◆ **Problem to solve**
Retype exactly the lines from the line with "white painted wooden" to the end of the data, keeping both boundary lines.

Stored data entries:
--------------------
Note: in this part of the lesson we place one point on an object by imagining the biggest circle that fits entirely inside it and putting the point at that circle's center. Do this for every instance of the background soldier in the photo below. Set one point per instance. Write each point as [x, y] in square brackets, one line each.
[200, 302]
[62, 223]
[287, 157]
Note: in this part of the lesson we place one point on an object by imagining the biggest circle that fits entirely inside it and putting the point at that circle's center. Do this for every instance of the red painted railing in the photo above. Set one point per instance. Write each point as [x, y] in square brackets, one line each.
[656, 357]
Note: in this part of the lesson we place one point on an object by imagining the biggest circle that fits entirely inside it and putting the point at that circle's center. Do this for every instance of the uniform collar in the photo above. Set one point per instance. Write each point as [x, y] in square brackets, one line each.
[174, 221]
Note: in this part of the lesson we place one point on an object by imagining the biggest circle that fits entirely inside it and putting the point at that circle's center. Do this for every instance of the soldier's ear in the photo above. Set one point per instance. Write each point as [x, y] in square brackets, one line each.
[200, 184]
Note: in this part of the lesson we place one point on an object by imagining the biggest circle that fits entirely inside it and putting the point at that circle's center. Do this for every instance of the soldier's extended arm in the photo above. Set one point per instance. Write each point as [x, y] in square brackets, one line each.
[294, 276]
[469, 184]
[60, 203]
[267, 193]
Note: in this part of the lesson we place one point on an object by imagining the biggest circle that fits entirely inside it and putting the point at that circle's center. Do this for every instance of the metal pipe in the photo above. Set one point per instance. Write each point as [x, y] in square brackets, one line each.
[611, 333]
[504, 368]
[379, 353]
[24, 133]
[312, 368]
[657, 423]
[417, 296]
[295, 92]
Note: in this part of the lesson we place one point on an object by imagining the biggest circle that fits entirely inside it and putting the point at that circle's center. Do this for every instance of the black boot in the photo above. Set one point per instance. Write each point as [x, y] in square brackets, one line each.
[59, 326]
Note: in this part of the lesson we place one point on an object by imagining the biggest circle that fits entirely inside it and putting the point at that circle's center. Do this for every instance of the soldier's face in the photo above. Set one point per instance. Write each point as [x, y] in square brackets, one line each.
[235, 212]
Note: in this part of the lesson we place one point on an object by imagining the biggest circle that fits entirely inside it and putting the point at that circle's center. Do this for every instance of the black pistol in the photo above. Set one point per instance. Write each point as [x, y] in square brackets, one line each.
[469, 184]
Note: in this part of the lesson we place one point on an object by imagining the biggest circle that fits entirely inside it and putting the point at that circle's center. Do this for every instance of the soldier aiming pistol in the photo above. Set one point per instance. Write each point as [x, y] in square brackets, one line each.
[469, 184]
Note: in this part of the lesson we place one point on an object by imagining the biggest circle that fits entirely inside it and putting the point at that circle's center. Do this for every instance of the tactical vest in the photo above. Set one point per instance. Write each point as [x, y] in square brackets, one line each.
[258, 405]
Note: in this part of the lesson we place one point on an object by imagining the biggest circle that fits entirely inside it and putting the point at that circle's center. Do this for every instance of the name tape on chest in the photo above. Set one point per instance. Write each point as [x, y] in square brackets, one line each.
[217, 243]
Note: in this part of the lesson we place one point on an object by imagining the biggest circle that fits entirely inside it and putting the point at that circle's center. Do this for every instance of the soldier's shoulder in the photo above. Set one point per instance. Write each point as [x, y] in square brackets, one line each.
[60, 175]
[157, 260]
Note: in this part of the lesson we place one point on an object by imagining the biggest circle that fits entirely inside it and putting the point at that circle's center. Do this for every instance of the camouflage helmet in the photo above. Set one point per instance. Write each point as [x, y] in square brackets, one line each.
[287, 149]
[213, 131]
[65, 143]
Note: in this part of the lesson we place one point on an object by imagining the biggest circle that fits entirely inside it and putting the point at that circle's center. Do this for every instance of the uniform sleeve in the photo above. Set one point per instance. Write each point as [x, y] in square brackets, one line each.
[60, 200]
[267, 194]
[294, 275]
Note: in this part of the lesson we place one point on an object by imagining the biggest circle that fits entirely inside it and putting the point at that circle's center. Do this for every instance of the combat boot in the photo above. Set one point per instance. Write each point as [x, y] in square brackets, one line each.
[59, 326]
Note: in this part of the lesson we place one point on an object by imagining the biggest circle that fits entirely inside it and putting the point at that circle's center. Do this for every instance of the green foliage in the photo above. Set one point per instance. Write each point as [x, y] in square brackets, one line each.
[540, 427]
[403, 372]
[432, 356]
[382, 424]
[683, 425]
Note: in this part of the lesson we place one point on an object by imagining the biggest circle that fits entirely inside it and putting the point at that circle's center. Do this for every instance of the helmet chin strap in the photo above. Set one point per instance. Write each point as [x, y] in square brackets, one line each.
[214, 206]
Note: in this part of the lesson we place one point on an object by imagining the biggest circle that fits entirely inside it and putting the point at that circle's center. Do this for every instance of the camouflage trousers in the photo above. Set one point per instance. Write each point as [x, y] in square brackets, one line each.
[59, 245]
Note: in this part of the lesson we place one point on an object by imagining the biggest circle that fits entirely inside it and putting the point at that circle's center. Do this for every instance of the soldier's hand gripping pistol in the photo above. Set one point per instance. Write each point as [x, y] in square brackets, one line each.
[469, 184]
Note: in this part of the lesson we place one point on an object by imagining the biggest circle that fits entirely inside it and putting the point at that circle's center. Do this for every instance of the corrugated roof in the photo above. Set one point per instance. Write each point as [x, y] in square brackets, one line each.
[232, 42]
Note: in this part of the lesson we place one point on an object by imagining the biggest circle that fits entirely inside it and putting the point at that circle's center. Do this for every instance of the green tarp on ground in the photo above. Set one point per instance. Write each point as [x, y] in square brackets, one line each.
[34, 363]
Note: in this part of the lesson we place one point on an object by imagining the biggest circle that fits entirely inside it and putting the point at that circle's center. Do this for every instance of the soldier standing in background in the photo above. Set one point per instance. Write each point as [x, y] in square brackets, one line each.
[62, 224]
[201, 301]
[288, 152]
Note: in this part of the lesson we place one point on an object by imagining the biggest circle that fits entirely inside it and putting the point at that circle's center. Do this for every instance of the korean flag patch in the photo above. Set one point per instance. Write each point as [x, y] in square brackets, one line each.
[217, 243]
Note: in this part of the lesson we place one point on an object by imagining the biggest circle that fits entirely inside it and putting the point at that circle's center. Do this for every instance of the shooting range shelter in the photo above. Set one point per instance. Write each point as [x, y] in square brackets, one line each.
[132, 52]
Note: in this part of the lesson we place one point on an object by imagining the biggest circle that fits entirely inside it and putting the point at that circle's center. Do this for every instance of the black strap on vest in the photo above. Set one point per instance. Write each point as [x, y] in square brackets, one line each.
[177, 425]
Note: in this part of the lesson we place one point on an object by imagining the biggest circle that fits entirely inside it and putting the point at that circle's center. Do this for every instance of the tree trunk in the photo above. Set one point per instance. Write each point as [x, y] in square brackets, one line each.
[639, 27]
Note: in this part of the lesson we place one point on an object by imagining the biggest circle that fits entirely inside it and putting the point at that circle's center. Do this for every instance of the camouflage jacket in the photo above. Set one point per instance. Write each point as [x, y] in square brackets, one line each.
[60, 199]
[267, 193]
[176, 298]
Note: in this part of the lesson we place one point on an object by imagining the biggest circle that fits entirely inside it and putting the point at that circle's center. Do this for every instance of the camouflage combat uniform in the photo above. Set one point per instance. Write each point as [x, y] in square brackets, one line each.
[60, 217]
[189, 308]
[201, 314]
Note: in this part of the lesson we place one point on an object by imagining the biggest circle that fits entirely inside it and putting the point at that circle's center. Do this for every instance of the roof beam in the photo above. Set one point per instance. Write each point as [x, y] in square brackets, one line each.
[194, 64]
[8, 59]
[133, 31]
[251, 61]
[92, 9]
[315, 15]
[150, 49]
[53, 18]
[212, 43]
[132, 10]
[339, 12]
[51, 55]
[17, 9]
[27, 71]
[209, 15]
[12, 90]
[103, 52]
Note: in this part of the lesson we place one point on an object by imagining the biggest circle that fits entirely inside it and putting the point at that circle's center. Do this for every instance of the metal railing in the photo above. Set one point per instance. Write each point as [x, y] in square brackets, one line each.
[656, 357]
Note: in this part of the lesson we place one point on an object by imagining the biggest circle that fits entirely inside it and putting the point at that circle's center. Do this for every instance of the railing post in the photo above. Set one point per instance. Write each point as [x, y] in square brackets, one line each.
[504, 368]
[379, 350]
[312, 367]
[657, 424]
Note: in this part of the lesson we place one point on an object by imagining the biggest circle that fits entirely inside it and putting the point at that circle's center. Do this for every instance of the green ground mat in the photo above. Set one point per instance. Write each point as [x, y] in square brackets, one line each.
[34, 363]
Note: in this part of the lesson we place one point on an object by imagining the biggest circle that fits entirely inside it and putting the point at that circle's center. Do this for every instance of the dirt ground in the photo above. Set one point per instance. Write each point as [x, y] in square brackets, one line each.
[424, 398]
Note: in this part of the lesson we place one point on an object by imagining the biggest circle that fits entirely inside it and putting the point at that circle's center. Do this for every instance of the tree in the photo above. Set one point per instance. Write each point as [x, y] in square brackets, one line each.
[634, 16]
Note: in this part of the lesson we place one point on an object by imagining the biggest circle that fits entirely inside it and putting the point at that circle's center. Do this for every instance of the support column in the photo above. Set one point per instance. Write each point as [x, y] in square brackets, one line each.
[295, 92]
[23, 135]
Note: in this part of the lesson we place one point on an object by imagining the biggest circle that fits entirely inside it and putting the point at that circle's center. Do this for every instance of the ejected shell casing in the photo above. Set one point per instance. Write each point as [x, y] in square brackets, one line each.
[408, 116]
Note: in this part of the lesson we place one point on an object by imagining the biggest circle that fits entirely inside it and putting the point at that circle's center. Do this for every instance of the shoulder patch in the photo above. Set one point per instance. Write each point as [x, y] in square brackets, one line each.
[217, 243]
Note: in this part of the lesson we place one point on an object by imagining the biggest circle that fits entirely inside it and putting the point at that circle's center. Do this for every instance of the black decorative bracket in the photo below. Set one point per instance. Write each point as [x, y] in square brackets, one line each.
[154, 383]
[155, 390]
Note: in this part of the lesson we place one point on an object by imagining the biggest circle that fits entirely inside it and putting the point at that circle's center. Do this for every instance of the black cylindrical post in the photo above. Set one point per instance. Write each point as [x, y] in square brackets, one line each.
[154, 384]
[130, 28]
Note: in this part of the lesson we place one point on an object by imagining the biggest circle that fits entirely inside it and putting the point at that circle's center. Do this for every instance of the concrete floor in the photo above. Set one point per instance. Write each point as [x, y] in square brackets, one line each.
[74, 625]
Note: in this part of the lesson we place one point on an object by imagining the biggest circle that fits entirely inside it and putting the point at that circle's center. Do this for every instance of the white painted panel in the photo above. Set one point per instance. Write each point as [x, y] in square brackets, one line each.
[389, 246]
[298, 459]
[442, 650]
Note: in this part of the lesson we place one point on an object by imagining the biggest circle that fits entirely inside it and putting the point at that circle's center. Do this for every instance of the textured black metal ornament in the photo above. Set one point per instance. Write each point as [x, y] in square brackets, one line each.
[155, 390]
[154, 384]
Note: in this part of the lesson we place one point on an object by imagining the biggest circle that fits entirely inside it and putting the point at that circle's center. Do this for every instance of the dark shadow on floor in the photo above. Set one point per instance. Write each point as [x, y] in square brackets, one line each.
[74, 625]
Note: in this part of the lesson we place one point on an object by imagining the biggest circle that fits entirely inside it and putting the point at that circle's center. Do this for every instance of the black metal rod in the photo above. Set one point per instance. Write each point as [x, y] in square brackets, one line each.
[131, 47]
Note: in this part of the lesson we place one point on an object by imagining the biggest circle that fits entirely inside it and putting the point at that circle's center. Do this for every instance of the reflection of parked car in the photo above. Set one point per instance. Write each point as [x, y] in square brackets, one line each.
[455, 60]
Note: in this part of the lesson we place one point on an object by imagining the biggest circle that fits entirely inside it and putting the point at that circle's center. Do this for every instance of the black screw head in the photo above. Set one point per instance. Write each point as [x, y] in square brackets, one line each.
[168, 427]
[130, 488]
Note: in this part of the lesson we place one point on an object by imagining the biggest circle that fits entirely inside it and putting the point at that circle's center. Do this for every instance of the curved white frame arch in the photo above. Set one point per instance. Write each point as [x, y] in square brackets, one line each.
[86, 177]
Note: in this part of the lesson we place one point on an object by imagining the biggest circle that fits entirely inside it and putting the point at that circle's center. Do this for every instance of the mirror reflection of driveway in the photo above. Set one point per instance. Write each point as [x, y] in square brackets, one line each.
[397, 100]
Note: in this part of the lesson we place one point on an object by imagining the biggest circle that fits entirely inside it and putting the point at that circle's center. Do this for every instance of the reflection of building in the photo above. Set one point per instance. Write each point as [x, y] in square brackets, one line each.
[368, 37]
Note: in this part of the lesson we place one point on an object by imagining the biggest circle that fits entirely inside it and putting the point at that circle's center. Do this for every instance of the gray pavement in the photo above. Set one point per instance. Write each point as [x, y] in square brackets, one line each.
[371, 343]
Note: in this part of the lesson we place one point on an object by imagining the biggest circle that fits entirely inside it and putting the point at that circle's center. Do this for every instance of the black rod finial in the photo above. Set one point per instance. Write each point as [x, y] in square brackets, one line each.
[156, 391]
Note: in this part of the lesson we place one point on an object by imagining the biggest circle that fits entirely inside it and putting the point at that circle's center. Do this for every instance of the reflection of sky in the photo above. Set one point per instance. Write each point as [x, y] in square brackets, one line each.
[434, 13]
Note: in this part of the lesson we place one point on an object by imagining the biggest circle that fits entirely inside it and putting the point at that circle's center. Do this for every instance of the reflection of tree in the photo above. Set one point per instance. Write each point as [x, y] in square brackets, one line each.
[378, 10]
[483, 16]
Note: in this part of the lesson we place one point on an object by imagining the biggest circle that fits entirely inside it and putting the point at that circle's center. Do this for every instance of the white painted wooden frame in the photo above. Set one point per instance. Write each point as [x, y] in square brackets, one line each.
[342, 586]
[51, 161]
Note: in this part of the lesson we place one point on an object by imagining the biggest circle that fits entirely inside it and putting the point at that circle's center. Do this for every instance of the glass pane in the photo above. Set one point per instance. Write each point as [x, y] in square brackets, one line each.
--------------------
◆ **Answer to this exercise**
Note: in this part of the lesson we place one point on an object by imagining the biggest circle that fits entirely inside it and putting the point at that circle's center. Do this for every instance of the white painted wooden frame in the photo above. Set one point per instance. Write each point as [x, y] in square brackets, one line each.
[342, 586]
[51, 161]
Note: in this part of the lesson we place one point on an object by imagining the biggest circle that fits entirely inside it and putting the point at that circle's center. Do this for every instance of the glass pane in the photo above. Set one point per instance. Write each point as [x, y] in square brackets, one line each.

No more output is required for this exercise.